> [TASK REQUIREMENTS]: According to the XML resolver configuration text below, which version of Jing must be on the classpath for the validating catalog loader to work?
[BEGIN READING PASSAGE]
Specify the catalog loader class. The default catalog loader ignores any errors encountered when loading catalogs. This is convenient for production use, but can be frustrating because it may not be obvious when resolution fails, especially if your internet connection is fast. A typo in a catalog file can easily go unnoticed.

If the value org.xmlresolver.loaders.ValidatingXmlLoader is specified for this property, catalog files will be validated when they are loaded and the resolver will throw an exception for any validity errors encountered.

The validating loader depends on having version 20181222 of Jing on your classpath. (This is an optional dependency in the Maven distribution of the resolver, so you may have to add it by hand.)

20Parse RDDL documents

Configuration on Java

  • Feature ResolverFeature.PARSE_RDDL (type: Boolean)

  • System property xml.catalog.parseRddl

  • Property file property parse-rddl

Configuration on .NET

  • Feature ResolverFeature.PARSE_RDDL (type: bool)

  • Environment variable XML_CATALOG_PARSE_RDDL

  • Property file property parseRddl

Attempt to resolve RDDL resources in namespace URI lookup. If the namespace resolver is used, if a nature and purpose are specified, and if the resource returned is an HTML document, the resolver will attempt to find the RDDL resource description for the requested namespace and resolve that URI.

For example, the following API call will return the XML Schema for XML:

  |resolveNamespaceURI("http://www.w3.org/XML/1998/namespace",
  |                    "http://www.w3.org/2001/XMLSchema",
  |                    "http://www.rddl.org/purposes#schema-validation");

Attempting to resolve RDDL resources requires extra processing. If you know it will never succeed you can disable it by setting this property to false.

21Specify an alternate class loader

Configuration on Java

  • Feature ResolverFeature.CLASSLOADER (type: ClassLoader)

Configuration on .NET

  • This setting has no equivalent on .NET

If you are using the resolver in an environment where the default class loader (getClass().getCatalogLoader()) will not return useful class loader, you can specify an alternate loader with this feature.

22Configure the XML Reader

Configuration on Java

  • Feature ResolverFeature.XMLREADER_SUPPLIER (type: Supplier<XMLReader>)
[END READING PASSAGE]
[BEGIN SUPPLIED MATERIAL]
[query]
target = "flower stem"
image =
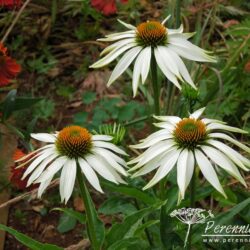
[END SUPPLIED MATERIAL]
> [OUTPUT BELOW]: Version 20181222 of Jing.